YOUR INSTRUCTIONS:
The string "item" may appear in lines of the entries below. Report how many lines hold it, with only the number.

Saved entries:
__________________________________________________
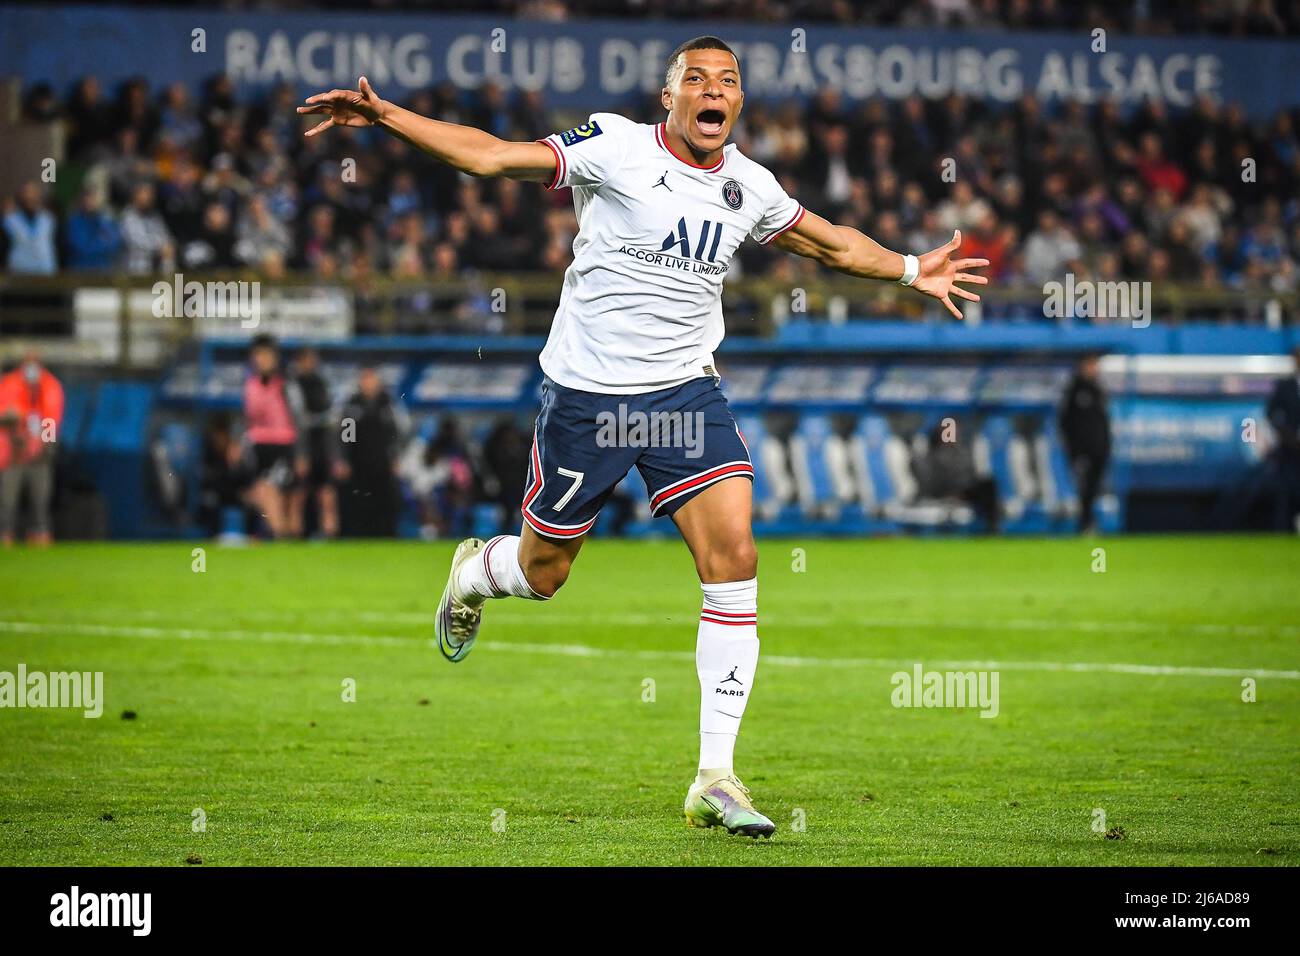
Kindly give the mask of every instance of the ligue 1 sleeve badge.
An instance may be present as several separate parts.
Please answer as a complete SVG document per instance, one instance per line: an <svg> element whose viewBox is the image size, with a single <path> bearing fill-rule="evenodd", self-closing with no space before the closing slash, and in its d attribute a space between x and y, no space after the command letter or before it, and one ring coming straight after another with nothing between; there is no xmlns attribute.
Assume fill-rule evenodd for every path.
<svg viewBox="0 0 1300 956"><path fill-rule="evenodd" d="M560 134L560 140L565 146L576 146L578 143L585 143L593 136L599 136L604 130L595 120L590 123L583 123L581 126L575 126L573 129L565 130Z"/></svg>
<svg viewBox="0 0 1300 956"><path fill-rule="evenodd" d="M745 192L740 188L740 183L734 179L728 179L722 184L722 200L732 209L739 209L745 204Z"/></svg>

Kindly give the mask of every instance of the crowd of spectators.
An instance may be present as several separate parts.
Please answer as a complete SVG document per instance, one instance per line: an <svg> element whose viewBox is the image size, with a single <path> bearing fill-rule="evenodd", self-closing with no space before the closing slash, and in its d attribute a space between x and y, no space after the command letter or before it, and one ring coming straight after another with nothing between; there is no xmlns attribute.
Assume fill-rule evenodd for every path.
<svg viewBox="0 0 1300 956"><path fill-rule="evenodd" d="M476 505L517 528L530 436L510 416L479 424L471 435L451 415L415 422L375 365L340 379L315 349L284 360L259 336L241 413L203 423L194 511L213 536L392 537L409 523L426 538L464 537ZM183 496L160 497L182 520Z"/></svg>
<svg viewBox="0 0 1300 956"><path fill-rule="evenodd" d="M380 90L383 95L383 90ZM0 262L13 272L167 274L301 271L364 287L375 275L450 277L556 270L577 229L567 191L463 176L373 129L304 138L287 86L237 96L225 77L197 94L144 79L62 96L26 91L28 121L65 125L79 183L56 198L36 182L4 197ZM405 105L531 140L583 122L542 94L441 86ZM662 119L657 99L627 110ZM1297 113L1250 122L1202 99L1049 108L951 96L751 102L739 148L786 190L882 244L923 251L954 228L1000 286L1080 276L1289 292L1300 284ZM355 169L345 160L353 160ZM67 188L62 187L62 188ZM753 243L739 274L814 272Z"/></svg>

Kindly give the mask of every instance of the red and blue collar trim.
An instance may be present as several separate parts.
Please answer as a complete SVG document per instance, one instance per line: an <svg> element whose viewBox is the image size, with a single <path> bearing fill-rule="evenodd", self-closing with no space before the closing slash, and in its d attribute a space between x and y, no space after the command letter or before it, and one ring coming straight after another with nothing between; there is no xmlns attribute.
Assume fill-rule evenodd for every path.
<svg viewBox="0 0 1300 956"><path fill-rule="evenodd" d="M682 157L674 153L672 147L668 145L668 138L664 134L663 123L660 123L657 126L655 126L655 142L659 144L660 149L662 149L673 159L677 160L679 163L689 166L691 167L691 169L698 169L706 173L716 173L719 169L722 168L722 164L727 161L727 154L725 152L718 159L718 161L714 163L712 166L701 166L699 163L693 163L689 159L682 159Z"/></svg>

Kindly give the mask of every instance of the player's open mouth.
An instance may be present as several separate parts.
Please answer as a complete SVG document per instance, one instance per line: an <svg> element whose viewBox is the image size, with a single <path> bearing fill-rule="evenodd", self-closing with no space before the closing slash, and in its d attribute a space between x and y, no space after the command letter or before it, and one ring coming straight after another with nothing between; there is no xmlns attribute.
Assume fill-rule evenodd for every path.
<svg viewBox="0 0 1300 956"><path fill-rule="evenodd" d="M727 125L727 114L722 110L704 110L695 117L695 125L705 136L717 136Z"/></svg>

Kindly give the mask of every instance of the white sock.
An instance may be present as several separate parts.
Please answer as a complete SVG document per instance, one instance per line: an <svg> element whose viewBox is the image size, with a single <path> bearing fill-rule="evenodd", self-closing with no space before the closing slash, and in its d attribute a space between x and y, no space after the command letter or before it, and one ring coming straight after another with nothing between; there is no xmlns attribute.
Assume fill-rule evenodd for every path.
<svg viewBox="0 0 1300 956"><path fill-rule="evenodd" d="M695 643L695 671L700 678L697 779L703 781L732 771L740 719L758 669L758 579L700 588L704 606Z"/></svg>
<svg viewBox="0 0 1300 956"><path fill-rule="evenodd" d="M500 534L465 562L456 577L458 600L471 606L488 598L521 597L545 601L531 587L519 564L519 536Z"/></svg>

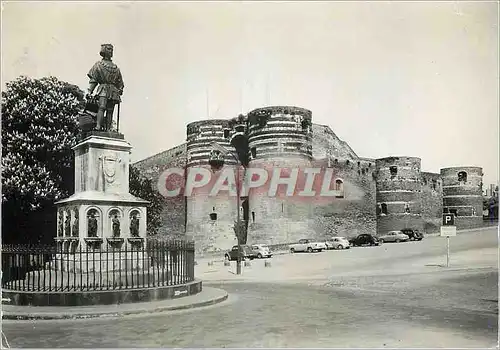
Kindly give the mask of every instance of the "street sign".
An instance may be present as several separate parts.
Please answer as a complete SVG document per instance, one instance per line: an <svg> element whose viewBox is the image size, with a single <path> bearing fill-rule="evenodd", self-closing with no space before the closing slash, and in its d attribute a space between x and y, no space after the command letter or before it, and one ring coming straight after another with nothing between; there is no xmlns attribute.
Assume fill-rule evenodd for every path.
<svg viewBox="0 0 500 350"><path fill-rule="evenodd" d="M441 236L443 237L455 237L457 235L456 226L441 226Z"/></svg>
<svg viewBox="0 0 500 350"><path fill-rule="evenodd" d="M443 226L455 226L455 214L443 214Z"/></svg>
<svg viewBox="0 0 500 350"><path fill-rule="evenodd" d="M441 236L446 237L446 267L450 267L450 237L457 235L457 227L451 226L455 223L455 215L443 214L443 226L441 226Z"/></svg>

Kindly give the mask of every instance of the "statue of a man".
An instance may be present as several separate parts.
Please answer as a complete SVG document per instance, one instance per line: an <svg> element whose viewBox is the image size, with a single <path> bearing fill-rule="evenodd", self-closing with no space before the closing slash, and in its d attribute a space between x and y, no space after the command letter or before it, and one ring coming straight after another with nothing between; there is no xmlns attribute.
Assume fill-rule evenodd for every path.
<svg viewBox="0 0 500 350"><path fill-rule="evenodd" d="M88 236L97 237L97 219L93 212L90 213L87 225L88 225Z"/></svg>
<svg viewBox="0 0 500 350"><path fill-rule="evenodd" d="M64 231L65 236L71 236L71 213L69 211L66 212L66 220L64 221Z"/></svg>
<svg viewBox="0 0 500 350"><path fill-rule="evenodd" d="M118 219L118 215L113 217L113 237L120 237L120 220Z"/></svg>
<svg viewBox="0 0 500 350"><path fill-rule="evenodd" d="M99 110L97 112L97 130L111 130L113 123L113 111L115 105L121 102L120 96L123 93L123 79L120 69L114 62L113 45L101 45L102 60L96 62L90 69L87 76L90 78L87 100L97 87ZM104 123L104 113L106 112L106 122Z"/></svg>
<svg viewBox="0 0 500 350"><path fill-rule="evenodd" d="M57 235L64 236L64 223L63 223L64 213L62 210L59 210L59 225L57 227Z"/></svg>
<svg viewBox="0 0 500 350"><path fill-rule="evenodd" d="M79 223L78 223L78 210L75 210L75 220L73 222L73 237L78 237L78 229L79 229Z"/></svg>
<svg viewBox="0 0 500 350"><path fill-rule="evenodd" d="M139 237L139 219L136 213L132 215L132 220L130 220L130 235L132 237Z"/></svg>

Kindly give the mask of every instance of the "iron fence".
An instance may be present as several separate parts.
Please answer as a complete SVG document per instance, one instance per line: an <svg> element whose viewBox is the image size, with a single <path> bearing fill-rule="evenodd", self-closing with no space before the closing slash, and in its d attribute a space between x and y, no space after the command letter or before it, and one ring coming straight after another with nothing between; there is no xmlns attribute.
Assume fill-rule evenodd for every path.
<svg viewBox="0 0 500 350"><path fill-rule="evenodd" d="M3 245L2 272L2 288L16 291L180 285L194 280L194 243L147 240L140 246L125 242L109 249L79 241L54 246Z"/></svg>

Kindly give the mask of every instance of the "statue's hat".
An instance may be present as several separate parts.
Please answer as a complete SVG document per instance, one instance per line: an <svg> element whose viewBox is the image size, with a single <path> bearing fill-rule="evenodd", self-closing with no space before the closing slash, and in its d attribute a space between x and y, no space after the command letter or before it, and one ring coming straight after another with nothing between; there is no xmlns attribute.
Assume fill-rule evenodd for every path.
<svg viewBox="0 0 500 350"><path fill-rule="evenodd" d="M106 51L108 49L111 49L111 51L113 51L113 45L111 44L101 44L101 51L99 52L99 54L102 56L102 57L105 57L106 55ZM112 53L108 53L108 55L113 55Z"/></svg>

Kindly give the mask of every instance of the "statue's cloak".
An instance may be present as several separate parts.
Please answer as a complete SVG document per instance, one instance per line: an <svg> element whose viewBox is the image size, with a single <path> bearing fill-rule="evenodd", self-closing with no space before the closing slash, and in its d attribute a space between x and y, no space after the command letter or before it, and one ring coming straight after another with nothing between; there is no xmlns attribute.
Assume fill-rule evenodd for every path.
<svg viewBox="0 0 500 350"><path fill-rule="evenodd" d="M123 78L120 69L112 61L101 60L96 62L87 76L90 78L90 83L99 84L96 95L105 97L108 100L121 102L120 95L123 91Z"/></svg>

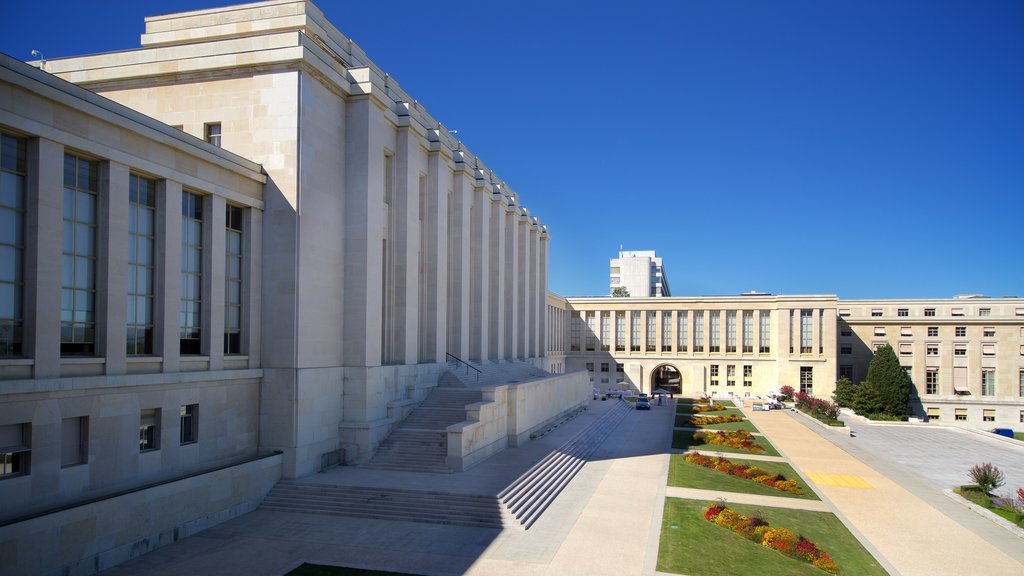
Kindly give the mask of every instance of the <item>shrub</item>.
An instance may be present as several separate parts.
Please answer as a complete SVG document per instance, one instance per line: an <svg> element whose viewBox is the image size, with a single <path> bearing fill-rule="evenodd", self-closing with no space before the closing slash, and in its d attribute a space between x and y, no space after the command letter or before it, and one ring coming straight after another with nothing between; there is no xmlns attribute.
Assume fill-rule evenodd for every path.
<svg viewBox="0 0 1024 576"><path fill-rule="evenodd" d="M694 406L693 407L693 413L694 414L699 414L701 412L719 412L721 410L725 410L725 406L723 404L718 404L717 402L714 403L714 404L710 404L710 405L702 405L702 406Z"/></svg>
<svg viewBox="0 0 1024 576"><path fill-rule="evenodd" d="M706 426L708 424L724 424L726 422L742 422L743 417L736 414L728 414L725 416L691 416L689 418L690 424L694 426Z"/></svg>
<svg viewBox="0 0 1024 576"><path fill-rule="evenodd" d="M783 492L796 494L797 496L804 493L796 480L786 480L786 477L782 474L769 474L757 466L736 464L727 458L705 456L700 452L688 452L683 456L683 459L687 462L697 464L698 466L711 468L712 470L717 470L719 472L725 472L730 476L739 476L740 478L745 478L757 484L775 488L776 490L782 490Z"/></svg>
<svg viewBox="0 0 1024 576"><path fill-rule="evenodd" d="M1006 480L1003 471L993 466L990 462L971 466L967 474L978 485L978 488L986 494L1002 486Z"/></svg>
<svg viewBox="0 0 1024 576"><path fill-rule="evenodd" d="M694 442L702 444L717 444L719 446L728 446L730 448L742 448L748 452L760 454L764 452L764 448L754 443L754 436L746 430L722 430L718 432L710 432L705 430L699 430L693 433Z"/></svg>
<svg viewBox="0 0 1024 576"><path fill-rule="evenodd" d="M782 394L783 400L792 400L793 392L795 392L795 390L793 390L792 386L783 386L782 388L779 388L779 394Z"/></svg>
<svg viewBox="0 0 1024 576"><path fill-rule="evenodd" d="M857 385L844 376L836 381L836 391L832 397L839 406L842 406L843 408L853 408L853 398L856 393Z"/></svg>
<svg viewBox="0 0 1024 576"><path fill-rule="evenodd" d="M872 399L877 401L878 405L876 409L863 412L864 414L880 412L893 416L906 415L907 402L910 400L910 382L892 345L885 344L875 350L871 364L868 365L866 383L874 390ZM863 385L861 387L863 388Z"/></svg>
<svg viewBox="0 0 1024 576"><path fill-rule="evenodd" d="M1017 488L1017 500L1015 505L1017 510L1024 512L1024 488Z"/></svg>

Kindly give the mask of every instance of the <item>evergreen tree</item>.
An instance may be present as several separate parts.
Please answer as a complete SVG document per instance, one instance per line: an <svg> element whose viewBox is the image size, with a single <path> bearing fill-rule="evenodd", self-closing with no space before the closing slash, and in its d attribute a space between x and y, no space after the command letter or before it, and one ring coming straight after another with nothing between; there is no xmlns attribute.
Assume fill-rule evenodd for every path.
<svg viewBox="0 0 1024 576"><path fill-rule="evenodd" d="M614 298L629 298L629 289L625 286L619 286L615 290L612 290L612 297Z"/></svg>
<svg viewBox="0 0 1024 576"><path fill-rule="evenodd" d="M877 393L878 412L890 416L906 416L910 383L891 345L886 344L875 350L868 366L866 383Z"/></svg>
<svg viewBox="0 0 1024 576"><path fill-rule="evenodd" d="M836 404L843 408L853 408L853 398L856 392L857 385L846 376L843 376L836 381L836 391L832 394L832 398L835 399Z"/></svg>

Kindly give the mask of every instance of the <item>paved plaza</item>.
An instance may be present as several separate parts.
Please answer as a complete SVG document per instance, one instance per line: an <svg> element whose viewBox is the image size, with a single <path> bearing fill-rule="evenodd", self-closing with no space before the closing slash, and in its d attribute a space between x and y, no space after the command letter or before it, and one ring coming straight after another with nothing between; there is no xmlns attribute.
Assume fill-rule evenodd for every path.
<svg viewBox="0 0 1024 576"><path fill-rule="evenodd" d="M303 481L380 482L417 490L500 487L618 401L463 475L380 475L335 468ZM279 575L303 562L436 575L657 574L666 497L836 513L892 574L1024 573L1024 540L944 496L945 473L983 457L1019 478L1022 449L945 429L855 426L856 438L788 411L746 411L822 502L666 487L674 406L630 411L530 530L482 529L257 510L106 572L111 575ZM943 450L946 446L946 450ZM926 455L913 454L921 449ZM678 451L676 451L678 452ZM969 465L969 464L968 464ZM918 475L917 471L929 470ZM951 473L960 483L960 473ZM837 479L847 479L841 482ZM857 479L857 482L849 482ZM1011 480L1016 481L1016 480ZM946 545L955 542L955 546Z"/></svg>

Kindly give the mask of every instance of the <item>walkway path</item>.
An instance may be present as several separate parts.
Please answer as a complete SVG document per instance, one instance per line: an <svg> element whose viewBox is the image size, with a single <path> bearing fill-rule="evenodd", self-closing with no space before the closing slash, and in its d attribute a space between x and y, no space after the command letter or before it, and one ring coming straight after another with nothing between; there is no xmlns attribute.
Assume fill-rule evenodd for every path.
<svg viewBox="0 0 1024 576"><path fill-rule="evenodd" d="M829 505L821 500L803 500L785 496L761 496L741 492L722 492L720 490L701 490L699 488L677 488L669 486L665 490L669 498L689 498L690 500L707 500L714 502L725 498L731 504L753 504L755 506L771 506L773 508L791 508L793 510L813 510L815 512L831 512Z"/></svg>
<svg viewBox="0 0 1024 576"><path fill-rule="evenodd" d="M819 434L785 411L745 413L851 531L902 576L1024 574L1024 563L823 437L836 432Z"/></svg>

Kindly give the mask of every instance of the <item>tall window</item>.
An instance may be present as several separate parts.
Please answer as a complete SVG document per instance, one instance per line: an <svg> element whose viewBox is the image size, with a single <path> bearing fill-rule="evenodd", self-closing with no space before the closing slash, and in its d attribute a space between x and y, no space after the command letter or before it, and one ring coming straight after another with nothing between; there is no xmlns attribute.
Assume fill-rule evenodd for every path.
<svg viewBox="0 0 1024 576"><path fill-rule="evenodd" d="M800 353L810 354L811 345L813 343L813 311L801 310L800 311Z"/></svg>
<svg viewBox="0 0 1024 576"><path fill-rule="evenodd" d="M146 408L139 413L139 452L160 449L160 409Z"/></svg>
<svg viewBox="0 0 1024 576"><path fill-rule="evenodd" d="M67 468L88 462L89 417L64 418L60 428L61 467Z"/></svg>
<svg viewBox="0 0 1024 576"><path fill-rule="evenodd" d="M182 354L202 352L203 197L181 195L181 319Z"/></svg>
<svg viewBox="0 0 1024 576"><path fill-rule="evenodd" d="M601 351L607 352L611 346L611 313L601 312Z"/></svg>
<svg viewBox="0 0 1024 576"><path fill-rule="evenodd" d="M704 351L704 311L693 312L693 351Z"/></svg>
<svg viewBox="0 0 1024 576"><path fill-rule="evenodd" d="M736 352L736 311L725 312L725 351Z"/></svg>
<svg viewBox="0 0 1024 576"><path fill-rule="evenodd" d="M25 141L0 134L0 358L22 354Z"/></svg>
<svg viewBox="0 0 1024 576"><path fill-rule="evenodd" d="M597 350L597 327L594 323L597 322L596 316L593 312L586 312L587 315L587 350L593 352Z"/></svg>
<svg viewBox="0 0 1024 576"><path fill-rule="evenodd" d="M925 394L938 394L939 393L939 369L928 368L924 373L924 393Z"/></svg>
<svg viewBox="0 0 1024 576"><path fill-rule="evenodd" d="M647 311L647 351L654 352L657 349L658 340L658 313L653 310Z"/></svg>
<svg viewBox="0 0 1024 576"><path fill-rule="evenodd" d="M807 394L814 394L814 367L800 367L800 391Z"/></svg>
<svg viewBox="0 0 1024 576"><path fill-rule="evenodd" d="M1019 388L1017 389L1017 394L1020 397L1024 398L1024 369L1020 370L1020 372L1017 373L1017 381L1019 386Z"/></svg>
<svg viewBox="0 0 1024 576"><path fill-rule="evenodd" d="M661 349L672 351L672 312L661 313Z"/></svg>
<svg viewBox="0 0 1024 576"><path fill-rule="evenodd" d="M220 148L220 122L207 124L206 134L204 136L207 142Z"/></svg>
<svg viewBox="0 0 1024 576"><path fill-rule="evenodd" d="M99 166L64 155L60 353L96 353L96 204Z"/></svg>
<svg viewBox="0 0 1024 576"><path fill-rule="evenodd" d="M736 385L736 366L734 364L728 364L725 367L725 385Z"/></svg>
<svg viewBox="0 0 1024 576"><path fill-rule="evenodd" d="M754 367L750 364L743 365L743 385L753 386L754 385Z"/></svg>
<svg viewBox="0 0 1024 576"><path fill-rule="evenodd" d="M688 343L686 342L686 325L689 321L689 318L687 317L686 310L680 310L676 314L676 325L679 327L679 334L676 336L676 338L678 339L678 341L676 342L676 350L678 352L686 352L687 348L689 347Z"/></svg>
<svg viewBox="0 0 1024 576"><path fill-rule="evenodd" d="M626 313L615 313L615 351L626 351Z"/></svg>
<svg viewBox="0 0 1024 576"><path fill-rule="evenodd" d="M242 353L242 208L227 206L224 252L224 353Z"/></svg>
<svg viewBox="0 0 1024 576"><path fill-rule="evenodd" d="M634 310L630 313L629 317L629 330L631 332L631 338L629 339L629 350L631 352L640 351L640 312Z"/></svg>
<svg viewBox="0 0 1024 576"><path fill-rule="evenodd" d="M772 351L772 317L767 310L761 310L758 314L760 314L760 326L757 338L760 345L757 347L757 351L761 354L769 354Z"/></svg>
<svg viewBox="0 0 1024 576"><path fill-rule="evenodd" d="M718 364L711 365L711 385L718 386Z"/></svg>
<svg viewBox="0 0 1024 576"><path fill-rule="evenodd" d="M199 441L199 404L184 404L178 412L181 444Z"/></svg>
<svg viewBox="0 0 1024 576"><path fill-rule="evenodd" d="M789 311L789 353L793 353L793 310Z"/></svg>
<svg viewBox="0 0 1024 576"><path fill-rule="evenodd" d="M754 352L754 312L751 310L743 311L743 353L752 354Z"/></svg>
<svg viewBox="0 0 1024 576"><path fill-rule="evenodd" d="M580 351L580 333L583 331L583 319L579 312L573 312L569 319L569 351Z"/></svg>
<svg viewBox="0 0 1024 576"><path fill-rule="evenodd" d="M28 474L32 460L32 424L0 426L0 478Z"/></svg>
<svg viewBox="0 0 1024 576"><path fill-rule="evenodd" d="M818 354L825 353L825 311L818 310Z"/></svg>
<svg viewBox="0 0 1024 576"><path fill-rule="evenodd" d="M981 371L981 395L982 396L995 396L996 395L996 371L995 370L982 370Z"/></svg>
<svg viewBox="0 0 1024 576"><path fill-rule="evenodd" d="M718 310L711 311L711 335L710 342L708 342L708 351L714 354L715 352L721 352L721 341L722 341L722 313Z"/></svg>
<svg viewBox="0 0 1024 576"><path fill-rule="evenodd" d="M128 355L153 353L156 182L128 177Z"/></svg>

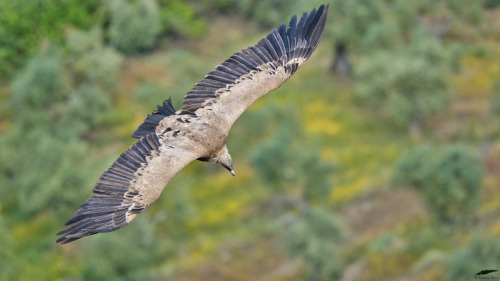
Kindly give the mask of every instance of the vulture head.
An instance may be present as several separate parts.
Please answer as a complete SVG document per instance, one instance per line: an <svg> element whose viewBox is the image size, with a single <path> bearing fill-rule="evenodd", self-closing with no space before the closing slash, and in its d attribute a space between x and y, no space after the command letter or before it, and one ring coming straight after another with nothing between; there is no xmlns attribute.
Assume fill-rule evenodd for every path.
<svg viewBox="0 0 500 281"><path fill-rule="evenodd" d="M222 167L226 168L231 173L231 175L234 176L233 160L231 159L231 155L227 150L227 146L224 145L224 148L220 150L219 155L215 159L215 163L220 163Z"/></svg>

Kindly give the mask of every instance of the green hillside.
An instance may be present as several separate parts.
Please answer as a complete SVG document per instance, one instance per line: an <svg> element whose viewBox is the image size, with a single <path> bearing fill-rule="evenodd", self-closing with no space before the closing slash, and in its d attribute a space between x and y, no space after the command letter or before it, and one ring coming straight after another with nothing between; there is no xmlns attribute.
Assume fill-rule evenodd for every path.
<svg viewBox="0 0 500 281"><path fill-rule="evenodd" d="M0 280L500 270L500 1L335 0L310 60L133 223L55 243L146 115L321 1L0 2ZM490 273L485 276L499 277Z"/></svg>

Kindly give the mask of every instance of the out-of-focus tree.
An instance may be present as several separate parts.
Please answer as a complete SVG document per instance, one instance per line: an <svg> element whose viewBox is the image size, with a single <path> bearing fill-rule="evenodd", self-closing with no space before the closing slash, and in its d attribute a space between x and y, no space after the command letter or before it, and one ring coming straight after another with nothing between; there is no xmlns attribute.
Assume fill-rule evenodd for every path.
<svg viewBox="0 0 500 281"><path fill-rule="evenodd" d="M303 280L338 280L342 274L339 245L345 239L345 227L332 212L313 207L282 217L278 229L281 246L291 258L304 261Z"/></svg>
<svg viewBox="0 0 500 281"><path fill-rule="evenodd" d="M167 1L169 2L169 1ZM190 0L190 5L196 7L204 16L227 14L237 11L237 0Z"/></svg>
__________________________________________________
WRITTEN SOLUTION:
5